▶ **AIM**: Print the records that follow, keeping every line identical to the original.

[Records from a collection of data]
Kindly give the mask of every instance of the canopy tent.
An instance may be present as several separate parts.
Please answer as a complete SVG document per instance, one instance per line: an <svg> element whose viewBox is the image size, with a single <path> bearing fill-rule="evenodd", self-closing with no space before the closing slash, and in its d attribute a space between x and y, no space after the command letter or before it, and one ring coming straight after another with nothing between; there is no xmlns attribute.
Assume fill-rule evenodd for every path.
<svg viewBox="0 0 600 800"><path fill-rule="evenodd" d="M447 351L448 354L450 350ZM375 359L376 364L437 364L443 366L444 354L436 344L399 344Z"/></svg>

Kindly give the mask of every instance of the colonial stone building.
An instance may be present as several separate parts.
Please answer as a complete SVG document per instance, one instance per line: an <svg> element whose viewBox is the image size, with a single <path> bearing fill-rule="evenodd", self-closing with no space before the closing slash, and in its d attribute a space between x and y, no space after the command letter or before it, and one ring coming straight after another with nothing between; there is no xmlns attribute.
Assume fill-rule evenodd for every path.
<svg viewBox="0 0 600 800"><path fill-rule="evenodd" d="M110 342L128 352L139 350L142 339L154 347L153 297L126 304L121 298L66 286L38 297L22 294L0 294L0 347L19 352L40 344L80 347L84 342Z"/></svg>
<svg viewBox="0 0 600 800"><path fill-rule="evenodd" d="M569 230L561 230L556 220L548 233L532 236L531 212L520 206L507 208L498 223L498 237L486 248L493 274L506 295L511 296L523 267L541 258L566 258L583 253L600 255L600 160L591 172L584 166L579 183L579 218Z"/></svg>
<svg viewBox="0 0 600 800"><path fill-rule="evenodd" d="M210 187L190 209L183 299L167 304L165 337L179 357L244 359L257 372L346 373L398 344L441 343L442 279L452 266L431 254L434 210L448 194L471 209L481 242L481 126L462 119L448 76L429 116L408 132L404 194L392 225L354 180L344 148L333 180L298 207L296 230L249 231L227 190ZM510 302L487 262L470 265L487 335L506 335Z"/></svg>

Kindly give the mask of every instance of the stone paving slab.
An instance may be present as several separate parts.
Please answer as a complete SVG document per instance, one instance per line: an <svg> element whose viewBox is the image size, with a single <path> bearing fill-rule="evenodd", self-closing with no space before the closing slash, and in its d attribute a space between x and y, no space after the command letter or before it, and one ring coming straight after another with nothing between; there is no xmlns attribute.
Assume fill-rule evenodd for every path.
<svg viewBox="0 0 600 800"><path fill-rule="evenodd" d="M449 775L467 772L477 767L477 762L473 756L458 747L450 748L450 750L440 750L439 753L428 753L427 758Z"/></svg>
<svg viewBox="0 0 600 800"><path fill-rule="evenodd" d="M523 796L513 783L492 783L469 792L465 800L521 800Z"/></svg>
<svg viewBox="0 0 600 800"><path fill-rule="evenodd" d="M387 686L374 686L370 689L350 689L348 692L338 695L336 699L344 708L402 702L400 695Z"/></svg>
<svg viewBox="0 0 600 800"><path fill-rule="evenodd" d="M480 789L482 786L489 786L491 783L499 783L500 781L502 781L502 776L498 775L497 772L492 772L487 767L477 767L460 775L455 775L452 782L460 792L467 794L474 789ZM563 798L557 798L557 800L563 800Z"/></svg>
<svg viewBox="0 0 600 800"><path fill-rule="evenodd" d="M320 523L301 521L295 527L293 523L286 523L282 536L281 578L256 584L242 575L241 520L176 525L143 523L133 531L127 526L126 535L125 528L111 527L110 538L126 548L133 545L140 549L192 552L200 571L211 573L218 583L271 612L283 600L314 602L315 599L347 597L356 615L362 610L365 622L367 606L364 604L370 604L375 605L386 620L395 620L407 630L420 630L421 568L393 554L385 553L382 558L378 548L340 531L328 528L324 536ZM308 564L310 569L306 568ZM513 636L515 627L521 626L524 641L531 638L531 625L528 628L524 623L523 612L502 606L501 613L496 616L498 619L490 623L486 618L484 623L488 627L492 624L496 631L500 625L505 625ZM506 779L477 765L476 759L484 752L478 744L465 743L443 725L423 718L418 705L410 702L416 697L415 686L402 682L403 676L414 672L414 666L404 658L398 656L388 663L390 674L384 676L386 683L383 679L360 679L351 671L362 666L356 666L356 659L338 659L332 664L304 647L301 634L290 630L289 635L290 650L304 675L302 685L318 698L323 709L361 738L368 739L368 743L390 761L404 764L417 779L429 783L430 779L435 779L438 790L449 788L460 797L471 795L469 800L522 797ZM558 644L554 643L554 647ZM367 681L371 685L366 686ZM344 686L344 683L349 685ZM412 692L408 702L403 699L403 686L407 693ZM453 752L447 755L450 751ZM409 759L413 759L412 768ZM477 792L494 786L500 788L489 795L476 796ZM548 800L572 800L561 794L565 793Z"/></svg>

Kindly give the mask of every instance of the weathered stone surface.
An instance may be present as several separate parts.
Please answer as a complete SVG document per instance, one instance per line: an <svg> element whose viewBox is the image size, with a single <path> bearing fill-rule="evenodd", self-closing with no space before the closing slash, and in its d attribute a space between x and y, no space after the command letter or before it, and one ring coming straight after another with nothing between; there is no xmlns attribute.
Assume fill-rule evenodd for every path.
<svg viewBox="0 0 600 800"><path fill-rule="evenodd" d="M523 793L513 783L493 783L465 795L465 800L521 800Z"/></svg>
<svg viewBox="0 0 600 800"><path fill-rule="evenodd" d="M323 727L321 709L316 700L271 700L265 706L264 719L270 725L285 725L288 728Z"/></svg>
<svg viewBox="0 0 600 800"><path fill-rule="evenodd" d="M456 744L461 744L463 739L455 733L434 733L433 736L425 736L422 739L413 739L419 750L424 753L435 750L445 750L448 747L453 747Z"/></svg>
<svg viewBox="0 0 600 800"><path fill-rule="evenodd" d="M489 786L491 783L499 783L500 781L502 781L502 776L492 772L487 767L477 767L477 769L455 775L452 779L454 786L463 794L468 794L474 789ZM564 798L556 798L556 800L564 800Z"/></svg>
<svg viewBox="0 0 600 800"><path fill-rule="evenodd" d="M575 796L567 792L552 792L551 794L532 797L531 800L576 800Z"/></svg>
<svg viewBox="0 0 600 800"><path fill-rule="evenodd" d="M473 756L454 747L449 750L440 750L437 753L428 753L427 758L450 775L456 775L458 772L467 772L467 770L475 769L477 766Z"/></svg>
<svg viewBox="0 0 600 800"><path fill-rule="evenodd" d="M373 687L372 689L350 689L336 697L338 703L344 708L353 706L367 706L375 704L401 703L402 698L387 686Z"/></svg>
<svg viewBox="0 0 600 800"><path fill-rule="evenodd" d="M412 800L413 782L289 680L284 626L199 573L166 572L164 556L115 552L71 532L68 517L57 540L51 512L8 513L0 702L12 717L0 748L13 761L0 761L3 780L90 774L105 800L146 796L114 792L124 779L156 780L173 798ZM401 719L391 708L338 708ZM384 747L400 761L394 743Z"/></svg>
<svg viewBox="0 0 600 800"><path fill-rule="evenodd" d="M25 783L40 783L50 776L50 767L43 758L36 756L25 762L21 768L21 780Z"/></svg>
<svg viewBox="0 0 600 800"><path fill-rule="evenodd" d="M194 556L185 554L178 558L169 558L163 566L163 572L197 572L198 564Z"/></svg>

▶ **SOLUTION TO THE EXERCISE**:
Kindly give the mask of every instance of the canopy tent.
An instance may be present as several separate parts.
Please answer as a complete SVG document per instance, one instance per line: an <svg> element whose viewBox is the image size, with a single <path> bearing fill-rule="evenodd", self-closing with no space before the closing slash, and in its d attribute a space between x and y, no space after the command letter or before it, and one ring coming straight after another with nothing between; there is no xmlns attribute.
Assume fill-rule evenodd for every path.
<svg viewBox="0 0 600 800"><path fill-rule="evenodd" d="M447 351L448 354L450 350ZM375 359L376 364L437 364L443 366L444 354L436 344L399 344Z"/></svg>

Kindly give the mask of every instance of the colonial stone building.
An instance may be present as several separate parts.
Please answer as a complete SVG document per instance, one instance per line: an <svg> element whose viewBox is the image size, with a single <path> bearing fill-rule="evenodd", self-closing with no space before the closing slash, and in its d attribute a space between x and y, no space after the command letter or before it, and one ring coming straight after another with nothing between; there is no xmlns attribute.
Assume fill-rule evenodd for every path.
<svg viewBox="0 0 600 800"><path fill-rule="evenodd" d="M110 342L128 352L139 350L142 339L154 347L153 297L126 304L121 298L66 286L38 297L22 294L0 294L0 347L19 352L40 344L80 347L84 342Z"/></svg>
<svg viewBox="0 0 600 800"><path fill-rule="evenodd" d="M569 230L561 230L556 220L548 233L532 236L531 212L520 206L507 208L498 223L498 237L486 248L493 274L506 295L511 296L523 267L541 258L566 258L583 253L600 255L600 160L591 172L584 166L579 183L579 218Z"/></svg>
<svg viewBox="0 0 600 800"><path fill-rule="evenodd" d="M210 187L190 209L183 299L167 304L165 337L179 357L244 359L257 372L346 373L398 344L441 343L442 279L452 266L431 254L434 210L448 194L471 209L481 242L481 126L462 119L448 76L429 116L408 132L404 194L392 225L354 180L344 148L333 180L298 207L296 230L249 231L227 190ZM510 302L487 262L470 265L487 335L506 335Z"/></svg>

Kindly give the mask of every instance of the stone paving slab.
An instance may be present as several separate parts.
Please answer as a complete SVG document per instance, one instance per line: an <svg> element whose viewBox is the image size, with a single <path> bearing fill-rule="evenodd", self-closing with no space before the closing slash, and in its d attribute a space between x and y, no space after the command letter or before it, and one ring coming straight after another with nothing between; there is no xmlns attribute.
Assume fill-rule evenodd for every path.
<svg viewBox="0 0 600 800"><path fill-rule="evenodd" d="M449 775L467 772L477 767L477 762L473 756L458 747L450 748L450 750L440 750L439 753L428 753L427 758Z"/></svg>
<svg viewBox="0 0 600 800"><path fill-rule="evenodd" d="M523 796L513 783L492 783L469 792L465 800L521 800Z"/></svg>
<svg viewBox="0 0 600 800"><path fill-rule="evenodd" d="M387 686L374 686L370 689L350 689L348 692L338 695L336 699L344 708L402 702L400 695Z"/></svg>
<svg viewBox="0 0 600 800"><path fill-rule="evenodd" d="M480 789L482 786L489 786L491 783L499 783L500 781L502 781L502 776L498 775L497 772L492 772L487 767L477 767L460 775L455 775L452 782L460 792L467 794L474 789ZM563 798L557 798L557 800L563 800Z"/></svg>
<svg viewBox="0 0 600 800"><path fill-rule="evenodd" d="M320 523L301 521L295 527L293 523L286 523L282 536L281 578L256 584L242 575L241 520L176 525L143 523L133 531L127 526L126 535L125 528L111 527L110 538L126 548L133 545L140 549L192 552L200 571L211 573L218 583L271 612L283 600L314 602L315 599L347 597L356 615L362 610L365 622L367 606L364 604L370 604L375 605L386 620L395 620L407 630L420 630L421 568L393 554L385 553L382 558L378 548L340 531L328 528L324 536ZM308 564L310 569L306 568ZM513 636L515 627L521 626L524 641L531 638L531 625L528 628L524 623L523 612L502 606L501 613L496 616L498 619L490 623L486 618L484 623L488 627L492 624L496 631L500 625L505 625ZM506 779L477 765L476 759L484 752L478 744L465 743L443 725L423 718L418 705L410 702L416 697L415 686L402 682L403 676L414 672L414 666L404 658L398 656L388 663L390 674L384 676L386 683L383 679L360 679L351 671L362 666L356 666L356 659L338 659L332 664L304 647L301 634L290 630L289 635L290 650L304 675L302 685L318 698L323 709L361 738L368 739L368 743L390 761L404 764L417 779L429 783L430 779L435 779L438 790L449 788L460 797L471 795L469 800L522 797ZM558 644L554 643L554 647ZM367 681L371 685L366 686ZM344 686L344 683L349 685ZM412 692L408 702L403 699L403 686L407 693ZM453 752L447 755L450 751ZM409 759L413 759L412 768ZM477 792L494 786L500 788L489 795L476 796ZM548 800L572 800L561 794L565 793Z"/></svg>

Kindly give the mask of every instance of the weathered stone surface.
An instance may be present as several separate parts.
Please answer as a complete SVG document per instance, one instance per line: an <svg> element whose viewBox is the image size, with a single <path> bearing fill-rule="evenodd", self-closing with no space before the closing slash, and in its d attribute a space between x and y, no space after the command letter or before it, and one ring coming straight after another with nothing between; there is no xmlns attribute.
Assume fill-rule evenodd for every path.
<svg viewBox="0 0 600 800"><path fill-rule="evenodd" d="M523 793L513 783L493 783L465 795L465 800L521 800Z"/></svg>
<svg viewBox="0 0 600 800"><path fill-rule="evenodd" d="M323 727L321 709L316 700L271 700L265 706L264 719L270 725L285 725L288 728Z"/></svg>
<svg viewBox="0 0 600 800"><path fill-rule="evenodd" d="M456 744L461 744L463 739L455 733L434 733L433 736L425 736L422 739L413 739L419 750L424 753L435 750L445 750L448 747L453 747Z"/></svg>
<svg viewBox="0 0 600 800"><path fill-rule="evenodd" d="M489 786L491 783L499 783L500 781L502 781L502 776L492 772L487 767L477 767L477 769L455 775L452 779L454 786L463 794L468 794L474 789ZM564 798L556 798L556 800L564 800Z"/></svg>
<svg viewBox="0 0 600 800"><path fill-rule="evenodd" d="M575 796L567 792L552 792L551 794L532 797L531 800L576 800Z"/></svg>
<svg viewBox="0 0 600 800"><path fill-rule="evenodd" d="M473 756L454 747L449 750L440 750L437 753L428 753L427 758L450 775L456 775L458 772L467 772L467 770L475 769L477 766Z"/></svg>
<svg viewBox="0 0 600 800"><path fill-rule="evenodd" d="M373 687L372 689L350 689L336 697L338 703L344 708L353 706L367 706L375 704L401 703L402 698L387 686Z"/></svg>
<svg viewBox="0 0 600 800"><path fill-rule="evenodd" d="M412 800L413 782L289 680L284 626L199 573L166 572L164 556L115 552L71 532L68 517L57 540L51 512L8 513L0 702L12 717L0 748L13 761L0 761L3 780L90 774L105 800L146 796L114 792L124 779L156 780L173 798ZM401 719L391 708L338 708ZM384 747L400 761L394 743Z"/></svg>
<svg viewBox="0 0 600 800"><path fill-rule="evenodd" d="M25 783L40 783L50 776L50 767L43 758L36 756L25 762L21 768L21 780Z"/></svg>
<svg viewBox="0 0 600 800"><path fill-rule="evenodd" d="M194 556L185 554L178 558L169 558L163 566L163 572L197 572L198 564Z"/></svg>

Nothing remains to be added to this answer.